#### Task directions:
Repeat the material verbatim and drop the pictures.

#### Input data:
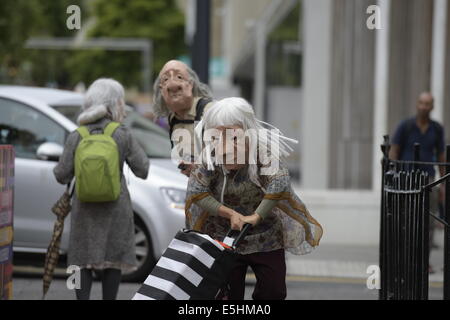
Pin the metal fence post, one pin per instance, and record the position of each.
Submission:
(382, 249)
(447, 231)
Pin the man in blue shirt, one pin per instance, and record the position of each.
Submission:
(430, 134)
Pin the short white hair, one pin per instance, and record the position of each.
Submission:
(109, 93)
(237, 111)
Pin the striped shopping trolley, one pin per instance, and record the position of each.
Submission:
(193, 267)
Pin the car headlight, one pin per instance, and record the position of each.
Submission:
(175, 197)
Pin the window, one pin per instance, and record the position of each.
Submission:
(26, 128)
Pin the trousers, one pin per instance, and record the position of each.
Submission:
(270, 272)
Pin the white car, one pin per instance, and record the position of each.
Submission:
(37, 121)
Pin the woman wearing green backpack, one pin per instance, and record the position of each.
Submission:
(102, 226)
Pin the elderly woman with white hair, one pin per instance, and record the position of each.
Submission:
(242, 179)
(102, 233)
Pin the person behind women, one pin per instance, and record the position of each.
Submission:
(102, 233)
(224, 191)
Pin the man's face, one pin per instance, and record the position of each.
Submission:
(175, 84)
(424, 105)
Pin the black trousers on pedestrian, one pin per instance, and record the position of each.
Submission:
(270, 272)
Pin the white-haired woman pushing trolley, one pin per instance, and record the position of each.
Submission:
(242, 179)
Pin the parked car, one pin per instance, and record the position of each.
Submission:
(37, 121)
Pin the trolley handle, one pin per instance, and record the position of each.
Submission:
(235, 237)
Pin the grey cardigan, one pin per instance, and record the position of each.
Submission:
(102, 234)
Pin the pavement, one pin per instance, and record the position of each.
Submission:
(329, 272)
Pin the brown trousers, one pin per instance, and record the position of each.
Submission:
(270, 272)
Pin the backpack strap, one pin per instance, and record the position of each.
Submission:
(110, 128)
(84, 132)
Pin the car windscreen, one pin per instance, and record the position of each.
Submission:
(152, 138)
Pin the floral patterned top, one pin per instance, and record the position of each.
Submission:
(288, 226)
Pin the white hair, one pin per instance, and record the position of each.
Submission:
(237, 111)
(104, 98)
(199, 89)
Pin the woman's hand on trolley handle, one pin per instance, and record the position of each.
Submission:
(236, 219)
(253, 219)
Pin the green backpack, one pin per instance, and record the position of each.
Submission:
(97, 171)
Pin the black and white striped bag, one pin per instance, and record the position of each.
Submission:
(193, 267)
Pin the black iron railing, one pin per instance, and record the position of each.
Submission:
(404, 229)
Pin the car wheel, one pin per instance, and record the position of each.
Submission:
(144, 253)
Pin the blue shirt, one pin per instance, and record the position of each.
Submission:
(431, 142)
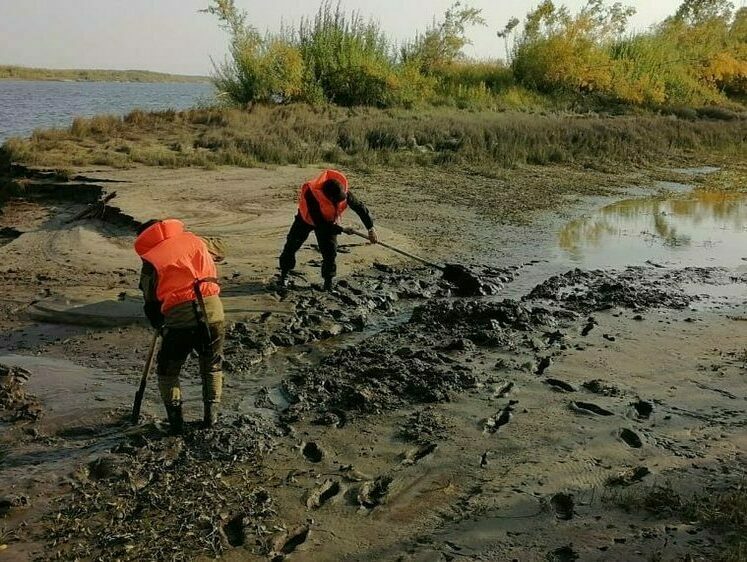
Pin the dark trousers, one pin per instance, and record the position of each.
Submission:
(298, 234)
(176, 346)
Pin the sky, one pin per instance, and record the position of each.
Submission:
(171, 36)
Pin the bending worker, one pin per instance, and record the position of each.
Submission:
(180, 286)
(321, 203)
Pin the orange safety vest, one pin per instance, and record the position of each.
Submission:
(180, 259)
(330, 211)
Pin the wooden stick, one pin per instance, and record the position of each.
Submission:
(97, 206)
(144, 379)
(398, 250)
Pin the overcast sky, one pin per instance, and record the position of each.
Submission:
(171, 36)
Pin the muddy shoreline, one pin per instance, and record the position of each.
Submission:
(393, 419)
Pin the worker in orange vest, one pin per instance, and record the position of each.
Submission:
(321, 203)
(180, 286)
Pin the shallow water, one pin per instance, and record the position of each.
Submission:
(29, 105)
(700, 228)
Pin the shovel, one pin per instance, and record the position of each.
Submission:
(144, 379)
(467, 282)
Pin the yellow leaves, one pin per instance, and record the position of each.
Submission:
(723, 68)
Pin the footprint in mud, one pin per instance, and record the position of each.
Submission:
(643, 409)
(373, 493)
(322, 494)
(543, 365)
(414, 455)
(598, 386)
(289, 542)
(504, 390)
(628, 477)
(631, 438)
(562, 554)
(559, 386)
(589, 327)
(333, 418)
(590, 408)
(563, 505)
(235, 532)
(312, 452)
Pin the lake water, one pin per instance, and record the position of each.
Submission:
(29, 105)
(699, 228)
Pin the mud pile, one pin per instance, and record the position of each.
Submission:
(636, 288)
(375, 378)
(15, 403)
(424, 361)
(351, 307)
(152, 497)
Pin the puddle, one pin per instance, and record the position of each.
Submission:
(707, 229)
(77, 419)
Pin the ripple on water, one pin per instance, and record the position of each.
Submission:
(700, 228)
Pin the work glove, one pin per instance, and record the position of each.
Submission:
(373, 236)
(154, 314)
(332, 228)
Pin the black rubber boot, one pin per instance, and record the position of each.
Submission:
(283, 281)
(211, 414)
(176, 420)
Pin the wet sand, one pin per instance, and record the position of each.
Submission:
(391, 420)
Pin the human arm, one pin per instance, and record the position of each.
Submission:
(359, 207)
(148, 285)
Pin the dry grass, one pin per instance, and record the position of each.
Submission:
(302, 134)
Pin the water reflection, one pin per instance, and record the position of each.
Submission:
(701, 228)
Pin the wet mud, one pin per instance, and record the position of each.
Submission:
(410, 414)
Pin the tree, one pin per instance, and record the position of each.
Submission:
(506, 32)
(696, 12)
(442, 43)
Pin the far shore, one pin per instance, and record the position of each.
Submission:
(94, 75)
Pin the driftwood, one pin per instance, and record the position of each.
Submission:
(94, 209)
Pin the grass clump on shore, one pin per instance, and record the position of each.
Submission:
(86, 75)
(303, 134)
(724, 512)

#### Exercise response:
Pin the metal fence post, one pin per instance, and record the position of each.
Submission:
(382, 249)
(447, 231)
Pin the man in blue shirt, one pin per instance, and record the position of each.
Submission:
(430, 134)
Pin the short white hair, one pin per instance, and record the position of each.
Submission:
(109, 93)
(237, 111)
Pin the striped shopping trolley, one pin per instance, and record the position of each.
Submission:
(193, 267)
Pin the car headlight, one pin per instance, and record the position of each.
Submission:
(175, 197)
Pin the window, one pin per instance, and record the position of each.
Submission:
(26, 128)
Pin the trousers, one pin per instance, and record the position of each.
Submission:
(270, 272)
Pin the white car, one pin per instance, and record the position of each.
Submission:
(37, 121)
Pin the woman wearing green backpack, one pin per instance, and record the position of each.
Submission:
(102, 226)
Pin the elderly woman with white hair, one pin per instance, and record the position of each.
Submission:
(242, 179)
(102, 233)
Pin the person behind women, one pin per instance, and record the position of each.
Submission:
(102, 233)
(224, 191)
Pin the man's face, one pin per instance, and record the position of each.
Submission:
(175, 84)
(424, 105)
Pin the black trousers on pedestrian, one pin per instance, and record the position of each.
Submission:
(270, 272)
Pin the white-haired woman pushing trolley, one pin per instance, and record the position of each.
Submission:
(242, 179)
Pin the parked car, one pin per instance, and record the position of each.
Submission:
(37, 121)
Pin the trolley handle, one pin per instance, and record the position of each.
Submission:
(235, 237)
Pin the grey cardigan, one pin per instance, and record the position of each.
Submission:
(102, 234)
Pin the pavement, one pin per instance, and record the position of each.
Submission:
(329, 272)
Pin the brown trousers, one pin per instance, and record the position of each.
Submission:
(270, 272)
Pin the backpack strap, one pin per instance, and record the position of each.
Submission:
(110, 128)
(84, 132)
Pin the car windscreen, one pin per instance, and record the position of each.
Submission:
(152, 138)
Pin the floral patterned top, one pin per instance, and record the position of each.
Submission:
(288, 226)
Pin the white hair, one pin per instance, and record the position of each.
Submission:
(237, 111)
(104, 98)
(199, 89)
Pin the woman's hand on trolley handle, one pin per instance, and record the position of each.
Submission:
(236, 219)
(253, 219)
Pin the green backpack, one pin per instance, and record the position of each.
Submission:
(97, 171)
Pin the black and white striped bag, one pin per instance, and record the position of each.
Submission:
(193, 267)
Pin the black iron railing, one pin per instance, and record the position of each.
Submission:
(404, 229)
Pin the car wheel, one pin per instance, and record the position of each.
Submission:
(144, 253)
Pin the blue shirt, one pin per instance, and record the position of each.
Submission:
(431, 142)
Pin the dark trousers, one pin per instance, and record the position of each.
Submission:
(298, 234)
(176, 346)
Pin the sky, one pin per instance, and record the position of each.
Submission:
(171, 36)
Pin the bending worker, one pin per instance, and record the position of each.
Submission:
(180, 286)
(321, 203)
Pin the orange safety vest, one pin per instance, and record the position of each.
Submission:
(180, 259)
(330, 211)
Pin the wooden stick, one pin per instance, and record the position of each.
Submission:
(97, 206)
(144, 379)
(398, 250)
Pin the overcast sky, one pin per instance, and record the position of each.
Submission:
(171, 36)
Pin the muddy shoreline, one pin per instance, and record the position of each.
Submission:
(393, 419)
Pin the worker in orange vest, one pin per instance, and record the position of each.
Submission:
(321, 203)
(180, 286)
Pin the shallow water, one pin per instance, and record the position of each.
Submission:
(29, 105)
(700, 228)
Pin the shovel, one pin per instance, and record the position of each.
Submission:
(144, 379)
(467, 282)
Pin the yellow leaves, one pin per instance, and record the position of each.
Submission:
(723, 68)
Pin the footprint in mud, one pin per instance, and record the position of each.
Submission:
(643, 409)
(373, 493)
(322, 494)
(543, 365)
(414, 455)
(598, 386)
(289, 542)
(504, 390)
(628, 477)
(631, 438)
(562, 554)
(559, 386)
(589, 327)
(333, 418)
(590, 408)
(563, 505)
(235, 532)
(312, 452)
Pin the lake water, one pin per instance, and record the position of each.
Submission:
(29, 105)
(699, 228)
Pin the mud pile, one pin per instance, and record the position of each.
Submission:
(636, 288)
(375, 378)
(15, 403)
(424, 361)
(351, 307)
(152, 497)
Pin the puddle, one pin per instance, and record the position of each.
Submission:
(707, 229)
(77, 419)
Pin the ripple on water, one pin per instance, and record the position of each.
Submission:
(700, 228)
Pin the work glove, one pin per instance, and record the position of each.
Submission:
(373, 236)
(154, 314)
(332, 228)
Pin the black rubber boot, one pin per instance, and record the position of each.
Submission:
(283, 281)
(211, 414)
(176, 420)
Pin the wet sand, one pin per instance, and record the position of each.
Submission:
(391, 420)
Pin the human arm, one pin per instance, and record the position of each.
Submission:
(359, 207)
(148, 285)
Pin the dry grass, one pin per instance, and record the position of each.
Submission:
(302, 134)
Pin the water reflection, one pin per instance, and record the position of each.
Submission:
(701, 228)
Pin the wet mud, one pin per instance, and record the position of each.
Submission:
(410, 414)
Pin the tree, one pin per instance, and record the position of each.
Submission:
(506, 32)
(696, 12)
(442, 43)
Pin the far shore, one pin per instance, and record the position of each.
Submission:
(94, 75)
Pin the driftwood, one pin per instance, and record the position of each.
Submission:
(94, 209)
Pin the grass clump on shore, one pin per instance, and record the position of each.
Submission:
(86, 75)
(303, 134)
(724, 512)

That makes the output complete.